● **Exercise requirements**:
- A) Quote word for word the part of the Snipperclips review starting at "The idea behind" and ending at "a total mess.".
- B) Extend the Snipperclips review, picking up right after its last sentence.

● **Passage shown**:
#####

There's no doubt that one of the strengths of Nintendo's new console, the Switch, is not only the focus on an "everywhere" gaming experience - thanks to its innovative hybrid concept, which combines home and handheld consoles - but also its extraordinary ability to bring players together to share games. Just like one of its most brilliant and recent predecessors, the Wii, Switch aims to make sure that players can play in a group in order to cooperate and compete, with very simple, but at the same time captivating, ideas.
If 1-2-Switch is the game that has this mission clear in its DNA - unfortunately, succeeding only in part - one of the games that best reflects the formula of sharing and cooperation is undoubtedly Snipperclips: Cut it out, together!. With a simple, intuitive, and increasingly challenging central concept, this little gem developed by SFB Games (one of Nintendo's internal studios) is now one of the most incisive and fun multiplayer games we've seen on a Nintendo console in recent years, combining the typical family gaming experience with more exciting challenges that may well end friendships (we're joking, of course... or are we?).
The idea behind Snipperclips: Cut it out, together! is innovative and original: the players (up to four) take control of coloured cards called Snip and Clip, and their main purpose is to solve puzzles scattered in different levels, assuming various forms. To help to find a solution to the various puzzles - which have a gradually increasing challenge - players are tasked with working together, and they can also cut bits out of each other in order to get the right shape. For example, one task is to pop a series of balloons, and another is to dunk a basketball. Therefore, it's clear from the first moments with Snipperclips that one of the key aspects is the constant cooperation between players, otherwise it turns into a total mess.
The main game mode - called World - is divided into several challenges all linked by a common theme for each of the three worlds. Each challenge has a specific level design, inspired by the mood suggested by the theme of the world in question (in Retromania everything is inspired by the eighties, for example). Each world offers 15 levels and some "boss levels", these characterised by more complex mechanics. In this mode, players can try to solve several puzzles both with a friend (the way we strongly recommend) or in solo mode. In the single-player mode the difference here is that the player has to press a button on the Joy-Con to "switch" from one card to the other. It's clear, given how it's whole raison d'être is sharing and cooperation, that the single-player mode takes away from the fun, and the risk is that the winning formula that defines Snipperclips loses all its appeal if you play like this.

#####

● **Provided data**:
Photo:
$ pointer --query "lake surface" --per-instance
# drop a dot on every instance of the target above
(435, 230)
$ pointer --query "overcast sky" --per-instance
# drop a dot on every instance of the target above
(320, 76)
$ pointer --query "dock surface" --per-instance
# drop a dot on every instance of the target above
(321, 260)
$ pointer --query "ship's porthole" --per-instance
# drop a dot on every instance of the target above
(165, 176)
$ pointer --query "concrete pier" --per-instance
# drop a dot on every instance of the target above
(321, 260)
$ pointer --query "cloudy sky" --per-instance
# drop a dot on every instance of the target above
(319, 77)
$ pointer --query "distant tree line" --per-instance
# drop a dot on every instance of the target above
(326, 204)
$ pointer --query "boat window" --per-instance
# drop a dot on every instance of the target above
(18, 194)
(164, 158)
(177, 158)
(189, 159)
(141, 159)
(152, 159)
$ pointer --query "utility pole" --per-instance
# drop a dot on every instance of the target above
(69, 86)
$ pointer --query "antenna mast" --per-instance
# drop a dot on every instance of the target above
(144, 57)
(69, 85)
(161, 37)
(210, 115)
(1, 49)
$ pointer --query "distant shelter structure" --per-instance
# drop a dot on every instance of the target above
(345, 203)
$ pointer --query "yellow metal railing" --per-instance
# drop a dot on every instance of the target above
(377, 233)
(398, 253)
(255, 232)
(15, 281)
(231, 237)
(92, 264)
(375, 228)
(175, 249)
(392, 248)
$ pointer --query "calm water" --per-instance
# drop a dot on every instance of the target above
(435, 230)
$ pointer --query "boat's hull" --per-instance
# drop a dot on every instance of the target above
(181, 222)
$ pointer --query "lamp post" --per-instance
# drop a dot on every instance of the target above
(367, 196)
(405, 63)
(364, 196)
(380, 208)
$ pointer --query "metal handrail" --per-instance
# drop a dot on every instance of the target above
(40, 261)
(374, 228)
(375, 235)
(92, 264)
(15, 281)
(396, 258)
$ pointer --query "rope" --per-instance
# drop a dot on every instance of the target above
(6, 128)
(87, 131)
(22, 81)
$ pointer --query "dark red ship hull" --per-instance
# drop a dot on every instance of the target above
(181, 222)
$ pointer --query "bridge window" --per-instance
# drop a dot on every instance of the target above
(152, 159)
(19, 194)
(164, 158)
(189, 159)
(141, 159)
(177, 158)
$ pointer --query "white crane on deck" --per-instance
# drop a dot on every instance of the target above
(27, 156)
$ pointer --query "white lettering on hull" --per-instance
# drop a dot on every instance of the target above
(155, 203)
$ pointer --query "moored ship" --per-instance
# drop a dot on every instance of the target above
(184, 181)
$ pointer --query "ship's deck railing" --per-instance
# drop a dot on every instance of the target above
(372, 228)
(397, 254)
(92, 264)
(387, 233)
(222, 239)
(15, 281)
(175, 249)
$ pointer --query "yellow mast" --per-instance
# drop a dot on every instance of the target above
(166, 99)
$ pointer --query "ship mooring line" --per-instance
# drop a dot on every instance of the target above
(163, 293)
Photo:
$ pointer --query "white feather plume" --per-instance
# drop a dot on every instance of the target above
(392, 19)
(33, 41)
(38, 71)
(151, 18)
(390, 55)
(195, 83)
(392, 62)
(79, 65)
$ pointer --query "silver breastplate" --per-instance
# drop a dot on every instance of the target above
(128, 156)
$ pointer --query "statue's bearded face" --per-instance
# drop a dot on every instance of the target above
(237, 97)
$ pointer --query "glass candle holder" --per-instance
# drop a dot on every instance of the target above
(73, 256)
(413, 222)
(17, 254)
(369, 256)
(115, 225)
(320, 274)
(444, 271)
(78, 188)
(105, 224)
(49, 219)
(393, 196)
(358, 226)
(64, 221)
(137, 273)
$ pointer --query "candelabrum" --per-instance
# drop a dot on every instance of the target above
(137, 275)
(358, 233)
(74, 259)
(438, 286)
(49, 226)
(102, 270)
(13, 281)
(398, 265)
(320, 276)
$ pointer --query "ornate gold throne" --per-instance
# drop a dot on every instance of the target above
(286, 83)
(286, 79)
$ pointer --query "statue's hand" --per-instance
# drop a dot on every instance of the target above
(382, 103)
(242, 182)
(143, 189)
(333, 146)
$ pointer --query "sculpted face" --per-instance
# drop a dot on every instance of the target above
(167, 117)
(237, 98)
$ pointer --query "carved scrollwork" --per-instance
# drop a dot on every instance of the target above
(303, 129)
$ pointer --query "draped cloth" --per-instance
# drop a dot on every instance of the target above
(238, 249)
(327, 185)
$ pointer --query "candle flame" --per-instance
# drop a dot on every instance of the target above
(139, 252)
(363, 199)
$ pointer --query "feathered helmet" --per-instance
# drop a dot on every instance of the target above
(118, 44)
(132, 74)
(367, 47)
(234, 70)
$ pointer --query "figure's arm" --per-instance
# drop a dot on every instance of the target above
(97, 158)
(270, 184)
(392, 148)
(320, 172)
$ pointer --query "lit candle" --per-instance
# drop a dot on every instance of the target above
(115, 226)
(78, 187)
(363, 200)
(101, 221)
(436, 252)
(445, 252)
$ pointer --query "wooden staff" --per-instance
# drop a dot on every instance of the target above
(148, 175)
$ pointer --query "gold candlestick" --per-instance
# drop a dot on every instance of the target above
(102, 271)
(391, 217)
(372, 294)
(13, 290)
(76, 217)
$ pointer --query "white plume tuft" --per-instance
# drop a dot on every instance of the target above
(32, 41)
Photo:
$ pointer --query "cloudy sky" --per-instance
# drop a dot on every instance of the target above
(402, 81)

#####

● **Results by task**:
- A)
The idea behind Snipperclips: Cut it out, together! is innovative and original: the players (up to four) take control of coloured cards called Snip and Clip, and their main purpose is to solve puzzles scattered in different levels, assuming various forms. To help to find a solution to the various puzzles - which have a gradually increasing challenge - players are tasked with working together, and they can also cut bits out of each other in order to get the right shape. For example, one task is to pop a series of balloons, and another is to dunk a basketball. Therefore, it's clear from the first moments with Snipperclips that one of the key aspects is the constant cooperation between players, otherwise it turns into a total mess.

- B)
Alongside the main mode, Snipperclips offers two additional game modes. The first one is Party mode, which has the same structure as World mode, but this time it's playable with up to four players (which dramatically increases the chaos that typifies the whole experience). The other one is Extra mode, where players have to compete against each other. Unlike World and Party modes, this is the only competitive mode in the game, where players, for example, have to cut each other before getting cut themselves, or dunk a basketball before their opponents can manage it.
As is clear, the convivial aspect in Snipperclips: Cut it out, together! is undoubtedly its greatest strength, offering an easily enjoyable gaming experience not only in the living room, but also in tablet mode. Thanks to its bright and defined colours, and also thanks to very clean and detailed character and level design, SFB's puzzle title can be enjoyed perfectly in portable mode, offering the same colourful and beautiful game as the TV Mode does.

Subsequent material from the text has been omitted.